**設問 A:**
「仮住民票」を「暫定住民票」と呼び替え、本文の「資料はサイトからダウンロードできます。」で始まり「うな部分を抜き書きしました。」まで続く部分を書き直す。
**設問 B:**
本文をもとに次の問いに答える。
(i) 在留カード発行と住民登録の対象となるのは、どれだけ以上滞在予定の者か。
(ii) 第11回の実務研究会はどこで開かれたか。
(iii) 仮住民票から住民票へ移行する施行日は、いつごろの予定か。

**本文:**
>>
外国人住民に係る住民基本台帳制度への移行等に関する実務研究会
http://www.soumu.go.jp/main_sosiki/kenkyu/daityo_ikou/index.html

■在留カード発行、住民登録の対象は3カ月以上滞在予定の中長期在留者。短期滞在、非正規滞在者等は対象外。
■在留カードの氏名表記はアルファベット。漢字を併記する場合は簡体字は不可。正字に直すのは可。
■入国時に空港や港で在留カードを発行。それから14日以内に市町村で居住地の登録。登録しないままだと在留資格取り消しの対象となる。
■通称名は本名のあとにかっこ書き。住民票は通称名のみで閲覧・写しの請求はできない。
■アルファベット名の人は、住民票の備考欄にカタカナ表記をしなければ印鑑登録ができない。
■施行日の前の一定期日(基準日と言います。期日は未定)に仮住民票を作成し、本人に通知。修正申告を受けてから施行日に本格運用を始める。

外国人住民票制度の研究会資料(2011年2月28日)

 
外国人住民に係る住民基本台帳制度への移行等に関する実務研究会(第11回)

日時

平成23年2月28日(月)15:30〜17:30
場所

総務省11階会議室
議事次第

   1. 開会
   2. 通称名等の取扱いについて
   3. 外国人住民に係る印鑑登録証明事務の取扱いについて
   4. 仮住民票の記載事項について
   5. 住民票の氏名の表記について
   6. 在留カード・特別永住者証明書の事前交付申請等に係る市町村の事務について
   7. 特別永住者証明書に係る市町村の事務について
   8. 法務省と市町村とのシステム連携について
   9. 閉会

資料はサイトからダウンロードできます。

住民票制度の外国人への適用に関する説明会(10月5日)

 2012年7月ごろから、外国人へも住民票制度が適用されるようになり、同時に入管が情報を一元管理する「在留カード」の発行も始まります(現在の外国人登録カード、外国人登録制度は廃止)。

★外国人への住民票制度スタートのスケジュール(市町村)
基準日(平成24年を予定?) 仮住民票の作成
施行日(平成24年7月ごろ)仮住民票→住民票へ移行
適用日(?)住民基本カードの交付、本人確認情報の登録

その具体的な内容が、自治体向けの説明会で明らかにされています。説明会の映像を見て、大切そうな部分を抜き書きしました。

 大切なポイントは
1)戸籍における高齢者不在事件を受けて、自治体では、住民票情報と税金や社会保険情報の相互連携を勧めている。つまり、住民票情報と税金、社会保険情報が連動することになり、外国人においては、さらに入管情報とも連動するようになる。

2)市町村の住民票情報と入管の在留資格情報はネットワークシステムによって常時共有され、タイムラグはなくなる。特に居住地、在留資格、在留期間に関する情報は確実に相互提供される。
<<
**利用できる資料:**
>>
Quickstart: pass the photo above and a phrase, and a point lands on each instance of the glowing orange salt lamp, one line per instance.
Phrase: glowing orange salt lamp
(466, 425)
<<
**解答例 A:**
資料はサイトからダウンロードできます。

住民票制度の外国人への適用に関する説明会(10月5日)

 2012年7月ごろから、外国人へも住民票制度が適用されるようになり、同時に入管が情報を一元管理する「在留カード」の発行も始まります(現在の外国人登録カード、外国人登録制度は廃止)。

★外国人への住民票制度スタートのスケジュール(市町村)
基準日(平成24年を予定?) 暫定住民票の作成
施行日(平成24年7月ごろ)暫定住民票→住民票へ移行
適用日(?)住民基本カードの交付、本人確認情報の登録

その具体的な内容が、自治体向けの説明会で明らかにされています。説明会の映像を見て、大切そうな部分を抜き書きしました。

**解答例 B:**
(i) 3カ月以上滞在予定の中長期在留者。
(ii) 総務省11階会議室。
(iii) 平成24年7月ごろ。